• **Aim of the task**: Starting from the line that contains "Where can the green tractor", output every remaining line of the records below exactly as it appears, that line and the last one included.

• **The input**:
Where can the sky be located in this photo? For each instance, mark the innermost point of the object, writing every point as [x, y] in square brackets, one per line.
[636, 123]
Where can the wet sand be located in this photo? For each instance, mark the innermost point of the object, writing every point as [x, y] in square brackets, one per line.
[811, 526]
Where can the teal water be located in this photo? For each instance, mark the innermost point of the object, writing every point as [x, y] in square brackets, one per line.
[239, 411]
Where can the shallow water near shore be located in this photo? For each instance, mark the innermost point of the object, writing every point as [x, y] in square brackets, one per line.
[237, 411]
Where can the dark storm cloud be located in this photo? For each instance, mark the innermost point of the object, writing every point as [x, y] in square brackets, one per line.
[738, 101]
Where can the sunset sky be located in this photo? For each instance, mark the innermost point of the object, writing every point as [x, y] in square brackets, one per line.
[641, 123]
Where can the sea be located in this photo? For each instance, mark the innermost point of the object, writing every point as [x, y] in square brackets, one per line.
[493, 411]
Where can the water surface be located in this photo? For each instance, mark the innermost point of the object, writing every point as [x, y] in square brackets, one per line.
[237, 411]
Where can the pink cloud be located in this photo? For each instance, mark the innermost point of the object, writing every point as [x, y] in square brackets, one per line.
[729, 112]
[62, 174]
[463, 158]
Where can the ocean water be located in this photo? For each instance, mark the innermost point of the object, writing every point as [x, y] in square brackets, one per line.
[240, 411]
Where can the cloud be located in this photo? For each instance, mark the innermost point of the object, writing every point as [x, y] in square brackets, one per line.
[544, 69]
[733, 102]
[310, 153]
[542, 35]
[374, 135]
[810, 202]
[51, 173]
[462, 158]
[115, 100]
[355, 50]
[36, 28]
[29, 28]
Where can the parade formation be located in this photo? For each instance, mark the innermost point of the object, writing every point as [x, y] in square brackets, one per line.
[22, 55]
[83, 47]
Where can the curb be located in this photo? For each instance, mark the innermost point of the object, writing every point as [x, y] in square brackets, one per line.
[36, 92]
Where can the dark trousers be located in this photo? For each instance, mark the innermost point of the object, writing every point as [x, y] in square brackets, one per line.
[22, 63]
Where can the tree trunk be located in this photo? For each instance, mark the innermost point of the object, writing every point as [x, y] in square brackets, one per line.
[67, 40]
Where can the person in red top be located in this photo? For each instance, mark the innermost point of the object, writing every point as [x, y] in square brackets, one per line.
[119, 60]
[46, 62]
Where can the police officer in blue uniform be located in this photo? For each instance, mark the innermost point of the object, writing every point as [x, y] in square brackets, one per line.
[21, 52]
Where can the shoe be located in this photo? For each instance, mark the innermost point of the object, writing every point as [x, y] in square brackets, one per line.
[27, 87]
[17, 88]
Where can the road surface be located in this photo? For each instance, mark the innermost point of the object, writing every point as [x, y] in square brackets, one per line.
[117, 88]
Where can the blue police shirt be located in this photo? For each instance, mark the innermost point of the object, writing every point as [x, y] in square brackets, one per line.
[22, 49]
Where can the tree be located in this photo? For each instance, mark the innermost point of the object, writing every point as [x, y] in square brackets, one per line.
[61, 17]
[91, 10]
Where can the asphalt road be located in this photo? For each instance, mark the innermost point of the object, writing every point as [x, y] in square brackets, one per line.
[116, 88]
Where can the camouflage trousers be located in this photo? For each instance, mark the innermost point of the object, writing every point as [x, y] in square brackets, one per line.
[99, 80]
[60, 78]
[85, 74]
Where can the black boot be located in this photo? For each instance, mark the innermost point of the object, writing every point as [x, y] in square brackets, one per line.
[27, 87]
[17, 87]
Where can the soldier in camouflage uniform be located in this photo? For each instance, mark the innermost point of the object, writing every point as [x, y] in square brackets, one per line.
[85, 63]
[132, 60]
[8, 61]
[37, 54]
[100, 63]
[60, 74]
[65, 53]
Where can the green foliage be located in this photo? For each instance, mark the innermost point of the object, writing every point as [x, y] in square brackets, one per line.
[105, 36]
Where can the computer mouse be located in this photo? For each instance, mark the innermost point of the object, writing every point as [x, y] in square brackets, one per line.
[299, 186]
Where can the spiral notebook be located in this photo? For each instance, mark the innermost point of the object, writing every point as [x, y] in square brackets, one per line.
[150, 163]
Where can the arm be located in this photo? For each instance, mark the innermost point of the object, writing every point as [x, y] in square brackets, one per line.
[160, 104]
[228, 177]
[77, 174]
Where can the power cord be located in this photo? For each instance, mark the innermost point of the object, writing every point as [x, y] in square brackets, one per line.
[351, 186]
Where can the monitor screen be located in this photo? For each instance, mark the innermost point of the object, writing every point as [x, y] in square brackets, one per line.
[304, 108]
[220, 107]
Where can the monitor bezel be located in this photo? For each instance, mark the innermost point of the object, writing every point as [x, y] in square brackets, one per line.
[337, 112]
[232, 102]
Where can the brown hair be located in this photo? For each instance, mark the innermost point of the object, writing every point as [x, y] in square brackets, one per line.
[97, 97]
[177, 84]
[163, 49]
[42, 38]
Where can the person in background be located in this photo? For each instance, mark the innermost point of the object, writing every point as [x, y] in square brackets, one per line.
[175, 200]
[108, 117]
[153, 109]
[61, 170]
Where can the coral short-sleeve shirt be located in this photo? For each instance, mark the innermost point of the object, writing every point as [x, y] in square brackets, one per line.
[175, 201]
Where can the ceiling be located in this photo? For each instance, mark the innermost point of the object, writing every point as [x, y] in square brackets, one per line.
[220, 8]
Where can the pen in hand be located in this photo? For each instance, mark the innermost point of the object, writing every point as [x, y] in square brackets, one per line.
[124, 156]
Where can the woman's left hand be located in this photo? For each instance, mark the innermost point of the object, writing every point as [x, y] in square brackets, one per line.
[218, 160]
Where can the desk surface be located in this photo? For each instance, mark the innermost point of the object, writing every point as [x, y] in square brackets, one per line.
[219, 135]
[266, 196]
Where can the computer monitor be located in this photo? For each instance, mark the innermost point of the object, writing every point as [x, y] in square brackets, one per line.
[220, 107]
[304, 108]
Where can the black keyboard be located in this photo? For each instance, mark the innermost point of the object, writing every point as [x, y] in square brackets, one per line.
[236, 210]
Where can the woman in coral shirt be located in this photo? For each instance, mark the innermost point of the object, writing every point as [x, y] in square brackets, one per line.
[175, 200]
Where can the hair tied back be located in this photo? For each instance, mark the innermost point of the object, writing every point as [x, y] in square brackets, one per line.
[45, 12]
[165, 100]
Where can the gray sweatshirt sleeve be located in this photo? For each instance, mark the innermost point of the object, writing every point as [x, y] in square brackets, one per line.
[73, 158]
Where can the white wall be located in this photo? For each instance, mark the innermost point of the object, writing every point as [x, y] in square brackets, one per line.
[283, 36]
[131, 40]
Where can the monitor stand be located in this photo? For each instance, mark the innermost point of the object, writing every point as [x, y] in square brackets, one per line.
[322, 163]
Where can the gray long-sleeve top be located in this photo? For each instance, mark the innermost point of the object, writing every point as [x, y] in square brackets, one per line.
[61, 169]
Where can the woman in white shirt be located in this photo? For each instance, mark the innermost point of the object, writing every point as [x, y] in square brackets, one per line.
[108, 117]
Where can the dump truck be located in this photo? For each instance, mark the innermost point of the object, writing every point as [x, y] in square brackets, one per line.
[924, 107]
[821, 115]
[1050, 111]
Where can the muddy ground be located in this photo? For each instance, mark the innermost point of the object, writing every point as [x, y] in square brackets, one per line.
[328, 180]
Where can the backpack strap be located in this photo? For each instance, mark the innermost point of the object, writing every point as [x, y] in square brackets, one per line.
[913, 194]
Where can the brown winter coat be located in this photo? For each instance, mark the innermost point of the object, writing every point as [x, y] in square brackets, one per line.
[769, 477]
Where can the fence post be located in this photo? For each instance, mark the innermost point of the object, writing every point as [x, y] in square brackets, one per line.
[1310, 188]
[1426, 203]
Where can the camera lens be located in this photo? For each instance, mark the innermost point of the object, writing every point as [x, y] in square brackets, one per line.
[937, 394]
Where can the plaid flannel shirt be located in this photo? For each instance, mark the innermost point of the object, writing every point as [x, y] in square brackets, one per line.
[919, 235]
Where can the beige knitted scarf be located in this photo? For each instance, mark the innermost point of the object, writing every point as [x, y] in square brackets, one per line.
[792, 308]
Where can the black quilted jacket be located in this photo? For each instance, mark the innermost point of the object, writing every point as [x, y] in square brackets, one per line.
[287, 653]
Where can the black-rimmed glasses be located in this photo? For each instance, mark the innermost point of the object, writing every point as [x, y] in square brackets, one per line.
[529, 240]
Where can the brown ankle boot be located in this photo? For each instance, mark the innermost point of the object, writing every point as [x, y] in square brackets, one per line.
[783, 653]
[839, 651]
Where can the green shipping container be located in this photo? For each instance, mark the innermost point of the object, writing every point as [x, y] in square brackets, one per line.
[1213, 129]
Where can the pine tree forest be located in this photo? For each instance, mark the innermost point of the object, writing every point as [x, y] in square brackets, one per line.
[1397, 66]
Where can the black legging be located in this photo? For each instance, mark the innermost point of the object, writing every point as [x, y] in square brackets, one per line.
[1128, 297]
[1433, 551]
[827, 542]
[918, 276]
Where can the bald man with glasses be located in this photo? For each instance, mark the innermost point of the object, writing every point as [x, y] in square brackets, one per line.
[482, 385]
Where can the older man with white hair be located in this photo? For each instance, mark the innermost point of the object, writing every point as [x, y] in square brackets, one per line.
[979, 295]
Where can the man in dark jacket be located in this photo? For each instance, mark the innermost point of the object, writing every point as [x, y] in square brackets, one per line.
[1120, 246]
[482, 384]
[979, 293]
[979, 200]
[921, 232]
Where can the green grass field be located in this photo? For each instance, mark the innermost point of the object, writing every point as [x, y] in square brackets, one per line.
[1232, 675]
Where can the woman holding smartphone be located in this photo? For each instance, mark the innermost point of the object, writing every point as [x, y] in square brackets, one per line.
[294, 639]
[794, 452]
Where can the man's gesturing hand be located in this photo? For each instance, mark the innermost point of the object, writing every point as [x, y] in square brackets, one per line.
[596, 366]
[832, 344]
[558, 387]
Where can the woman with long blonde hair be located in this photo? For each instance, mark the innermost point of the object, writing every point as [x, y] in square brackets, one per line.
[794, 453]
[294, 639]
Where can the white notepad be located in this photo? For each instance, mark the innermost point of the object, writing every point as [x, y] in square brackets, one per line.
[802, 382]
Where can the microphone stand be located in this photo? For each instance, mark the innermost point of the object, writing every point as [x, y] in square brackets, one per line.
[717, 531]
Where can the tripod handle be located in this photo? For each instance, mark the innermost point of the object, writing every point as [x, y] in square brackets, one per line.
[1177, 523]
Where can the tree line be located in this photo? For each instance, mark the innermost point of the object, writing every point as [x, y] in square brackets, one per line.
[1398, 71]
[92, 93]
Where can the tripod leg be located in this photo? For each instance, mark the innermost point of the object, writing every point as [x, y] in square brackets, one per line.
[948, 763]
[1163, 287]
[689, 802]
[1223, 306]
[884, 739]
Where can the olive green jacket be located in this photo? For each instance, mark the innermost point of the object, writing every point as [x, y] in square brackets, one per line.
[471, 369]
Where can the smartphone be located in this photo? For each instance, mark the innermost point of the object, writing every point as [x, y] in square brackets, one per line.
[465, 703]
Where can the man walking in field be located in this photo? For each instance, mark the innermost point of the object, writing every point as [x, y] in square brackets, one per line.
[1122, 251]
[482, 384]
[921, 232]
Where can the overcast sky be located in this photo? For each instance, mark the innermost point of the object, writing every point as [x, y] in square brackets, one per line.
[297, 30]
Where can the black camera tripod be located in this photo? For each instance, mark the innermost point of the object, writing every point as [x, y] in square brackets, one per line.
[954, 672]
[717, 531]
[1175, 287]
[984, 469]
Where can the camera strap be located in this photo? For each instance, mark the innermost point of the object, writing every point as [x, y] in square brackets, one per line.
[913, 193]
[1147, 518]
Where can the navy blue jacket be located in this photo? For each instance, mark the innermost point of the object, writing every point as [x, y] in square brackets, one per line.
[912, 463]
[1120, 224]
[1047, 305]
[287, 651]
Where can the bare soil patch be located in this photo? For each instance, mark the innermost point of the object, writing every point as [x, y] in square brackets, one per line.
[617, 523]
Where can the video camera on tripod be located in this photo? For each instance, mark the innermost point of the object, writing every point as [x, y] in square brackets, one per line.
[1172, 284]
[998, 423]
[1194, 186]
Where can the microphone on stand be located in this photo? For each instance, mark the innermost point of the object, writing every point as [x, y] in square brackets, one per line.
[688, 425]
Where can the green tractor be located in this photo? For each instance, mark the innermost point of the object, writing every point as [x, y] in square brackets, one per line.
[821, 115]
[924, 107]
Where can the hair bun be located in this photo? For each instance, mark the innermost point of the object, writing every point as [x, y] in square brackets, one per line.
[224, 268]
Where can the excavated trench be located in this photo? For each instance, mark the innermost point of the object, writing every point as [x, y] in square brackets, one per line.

• **Answer below**:
Where can the green tractor be located in this photo? For each instance, mark the innermost point of the object, writing every point as [x, y] in square brackets, one per line.
[821, 115]
[924, 107]
Where can the hair bun be located in this photo? For each instance, mark the innermost point of the object, writing every point as [x, y] in square brackets, one per line.
[224, 268]
Where can the excavated trench be located in this photo? For each instance, mark the innermost point of the object, writing every point as [x, y] in square brackets, one per line.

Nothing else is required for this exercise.